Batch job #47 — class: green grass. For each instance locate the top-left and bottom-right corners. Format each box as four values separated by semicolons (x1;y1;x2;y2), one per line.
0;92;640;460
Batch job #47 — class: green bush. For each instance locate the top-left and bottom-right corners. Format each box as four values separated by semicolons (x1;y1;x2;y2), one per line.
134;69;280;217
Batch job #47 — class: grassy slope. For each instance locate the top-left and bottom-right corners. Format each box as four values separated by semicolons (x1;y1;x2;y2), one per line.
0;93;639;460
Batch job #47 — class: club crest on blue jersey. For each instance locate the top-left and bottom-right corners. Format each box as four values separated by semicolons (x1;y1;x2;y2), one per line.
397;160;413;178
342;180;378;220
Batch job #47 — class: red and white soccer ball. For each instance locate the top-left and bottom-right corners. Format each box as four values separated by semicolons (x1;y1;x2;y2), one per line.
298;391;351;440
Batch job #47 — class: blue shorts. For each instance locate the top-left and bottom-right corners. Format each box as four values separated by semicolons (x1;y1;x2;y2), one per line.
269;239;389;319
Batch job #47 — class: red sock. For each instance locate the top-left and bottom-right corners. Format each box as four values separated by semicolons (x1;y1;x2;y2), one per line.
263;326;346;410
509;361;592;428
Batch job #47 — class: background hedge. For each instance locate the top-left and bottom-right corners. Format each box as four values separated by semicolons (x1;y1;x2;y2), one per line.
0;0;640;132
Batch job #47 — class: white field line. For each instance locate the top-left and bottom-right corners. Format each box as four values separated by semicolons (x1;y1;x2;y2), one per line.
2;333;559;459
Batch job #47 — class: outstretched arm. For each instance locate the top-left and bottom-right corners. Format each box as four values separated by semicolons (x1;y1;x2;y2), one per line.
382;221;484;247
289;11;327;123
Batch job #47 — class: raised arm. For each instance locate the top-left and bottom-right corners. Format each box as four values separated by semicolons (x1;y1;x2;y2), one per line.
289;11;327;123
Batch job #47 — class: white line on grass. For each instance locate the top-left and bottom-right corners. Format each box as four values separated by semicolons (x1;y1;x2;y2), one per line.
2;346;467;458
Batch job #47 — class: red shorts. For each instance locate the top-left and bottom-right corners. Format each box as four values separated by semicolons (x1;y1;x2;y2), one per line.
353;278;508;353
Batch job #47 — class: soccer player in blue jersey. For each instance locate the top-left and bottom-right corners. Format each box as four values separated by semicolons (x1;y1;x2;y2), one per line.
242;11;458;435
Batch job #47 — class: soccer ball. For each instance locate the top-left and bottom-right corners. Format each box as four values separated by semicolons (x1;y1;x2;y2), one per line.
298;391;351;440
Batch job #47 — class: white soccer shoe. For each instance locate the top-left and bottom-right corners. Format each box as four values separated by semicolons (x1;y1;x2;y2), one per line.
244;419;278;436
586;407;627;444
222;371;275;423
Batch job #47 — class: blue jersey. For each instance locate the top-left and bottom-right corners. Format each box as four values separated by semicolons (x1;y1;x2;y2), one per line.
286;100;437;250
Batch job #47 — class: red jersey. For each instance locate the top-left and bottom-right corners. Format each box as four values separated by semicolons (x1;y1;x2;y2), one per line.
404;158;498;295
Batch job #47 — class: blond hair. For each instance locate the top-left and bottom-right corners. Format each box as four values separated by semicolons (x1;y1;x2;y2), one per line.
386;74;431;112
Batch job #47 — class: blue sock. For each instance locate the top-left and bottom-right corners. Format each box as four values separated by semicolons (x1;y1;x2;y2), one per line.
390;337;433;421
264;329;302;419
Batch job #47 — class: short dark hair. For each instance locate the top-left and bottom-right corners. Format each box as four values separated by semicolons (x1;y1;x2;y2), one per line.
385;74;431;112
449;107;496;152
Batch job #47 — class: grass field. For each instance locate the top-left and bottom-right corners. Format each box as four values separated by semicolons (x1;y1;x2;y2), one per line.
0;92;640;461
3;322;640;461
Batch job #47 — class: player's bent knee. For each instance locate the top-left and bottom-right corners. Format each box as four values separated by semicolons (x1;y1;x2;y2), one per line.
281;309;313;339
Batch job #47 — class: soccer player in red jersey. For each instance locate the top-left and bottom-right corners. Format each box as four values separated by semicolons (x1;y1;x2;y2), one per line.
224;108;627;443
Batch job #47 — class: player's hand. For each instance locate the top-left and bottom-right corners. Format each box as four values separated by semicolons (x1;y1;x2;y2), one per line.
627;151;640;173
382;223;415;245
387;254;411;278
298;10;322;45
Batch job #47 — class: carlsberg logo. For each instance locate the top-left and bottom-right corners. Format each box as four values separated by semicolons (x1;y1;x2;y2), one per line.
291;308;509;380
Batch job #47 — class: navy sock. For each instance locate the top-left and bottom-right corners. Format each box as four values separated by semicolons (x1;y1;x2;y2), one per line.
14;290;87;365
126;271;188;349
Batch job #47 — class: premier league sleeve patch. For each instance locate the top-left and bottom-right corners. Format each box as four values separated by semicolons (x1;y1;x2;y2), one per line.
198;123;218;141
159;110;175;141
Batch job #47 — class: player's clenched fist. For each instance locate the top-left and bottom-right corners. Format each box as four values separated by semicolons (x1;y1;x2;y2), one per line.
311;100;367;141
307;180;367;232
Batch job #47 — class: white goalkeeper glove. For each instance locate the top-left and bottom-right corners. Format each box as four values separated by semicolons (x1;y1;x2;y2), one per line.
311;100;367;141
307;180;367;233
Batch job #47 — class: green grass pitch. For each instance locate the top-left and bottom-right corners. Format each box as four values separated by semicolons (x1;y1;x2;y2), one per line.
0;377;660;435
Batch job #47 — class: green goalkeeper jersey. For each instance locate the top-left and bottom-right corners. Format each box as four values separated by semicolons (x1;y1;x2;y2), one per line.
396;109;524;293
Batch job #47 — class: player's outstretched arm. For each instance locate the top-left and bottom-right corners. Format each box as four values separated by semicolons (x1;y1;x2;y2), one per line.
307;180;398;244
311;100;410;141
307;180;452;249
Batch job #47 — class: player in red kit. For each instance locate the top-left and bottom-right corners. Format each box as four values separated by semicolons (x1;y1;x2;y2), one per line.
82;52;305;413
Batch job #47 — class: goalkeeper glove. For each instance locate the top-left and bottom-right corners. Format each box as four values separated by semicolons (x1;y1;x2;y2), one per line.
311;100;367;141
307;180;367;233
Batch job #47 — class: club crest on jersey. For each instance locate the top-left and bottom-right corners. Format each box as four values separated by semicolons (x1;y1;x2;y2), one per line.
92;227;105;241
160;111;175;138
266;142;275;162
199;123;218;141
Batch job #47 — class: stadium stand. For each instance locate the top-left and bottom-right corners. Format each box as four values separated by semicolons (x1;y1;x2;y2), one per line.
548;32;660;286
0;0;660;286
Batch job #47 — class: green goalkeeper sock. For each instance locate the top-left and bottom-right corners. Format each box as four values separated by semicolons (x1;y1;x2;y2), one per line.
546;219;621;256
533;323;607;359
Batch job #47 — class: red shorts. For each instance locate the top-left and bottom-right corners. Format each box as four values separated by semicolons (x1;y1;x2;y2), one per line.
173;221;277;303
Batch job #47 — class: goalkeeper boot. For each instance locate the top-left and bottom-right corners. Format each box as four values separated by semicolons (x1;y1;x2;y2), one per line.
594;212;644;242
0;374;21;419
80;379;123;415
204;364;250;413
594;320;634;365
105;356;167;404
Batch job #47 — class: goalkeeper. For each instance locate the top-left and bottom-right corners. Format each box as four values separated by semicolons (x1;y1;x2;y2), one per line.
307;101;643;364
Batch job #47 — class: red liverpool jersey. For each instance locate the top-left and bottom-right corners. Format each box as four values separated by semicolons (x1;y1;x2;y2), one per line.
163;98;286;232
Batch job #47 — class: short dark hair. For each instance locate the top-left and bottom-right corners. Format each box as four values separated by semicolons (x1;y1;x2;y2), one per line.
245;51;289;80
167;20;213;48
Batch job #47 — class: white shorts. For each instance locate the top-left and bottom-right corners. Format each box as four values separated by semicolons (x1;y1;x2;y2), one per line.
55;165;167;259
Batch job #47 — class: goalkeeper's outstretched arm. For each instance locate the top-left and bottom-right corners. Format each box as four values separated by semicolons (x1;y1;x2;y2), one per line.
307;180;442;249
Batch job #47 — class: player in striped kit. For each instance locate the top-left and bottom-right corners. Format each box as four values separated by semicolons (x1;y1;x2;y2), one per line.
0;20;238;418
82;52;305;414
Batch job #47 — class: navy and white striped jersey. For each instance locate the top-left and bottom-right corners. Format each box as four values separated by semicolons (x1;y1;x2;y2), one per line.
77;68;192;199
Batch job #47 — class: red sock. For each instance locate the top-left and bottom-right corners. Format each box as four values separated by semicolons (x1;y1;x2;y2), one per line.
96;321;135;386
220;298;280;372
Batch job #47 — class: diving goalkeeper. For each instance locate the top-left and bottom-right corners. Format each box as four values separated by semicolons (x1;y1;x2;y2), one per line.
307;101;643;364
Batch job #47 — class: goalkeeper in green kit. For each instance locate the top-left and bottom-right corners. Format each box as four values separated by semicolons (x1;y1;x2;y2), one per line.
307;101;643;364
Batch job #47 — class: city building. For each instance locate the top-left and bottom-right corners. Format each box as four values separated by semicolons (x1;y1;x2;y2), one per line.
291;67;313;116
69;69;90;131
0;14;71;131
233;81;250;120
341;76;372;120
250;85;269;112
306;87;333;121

───

-- Problem --
Extract each line of the items above that contains the string "crest". Letter case matters when matching.

-- Result of this task --
Batch job #47 — class: club crest on blue jersey. For each instance locate the top-left and bottom-right corners. Format each box as four values separated by semicolons (x1;y1;x2;y2), one per line.
Batch job #47 — class: club crest on jersey. For each instance locate the top-left and bottom-right corners. Format each box as four values separated by semicolons (x1;y1;x2;y2), one per line.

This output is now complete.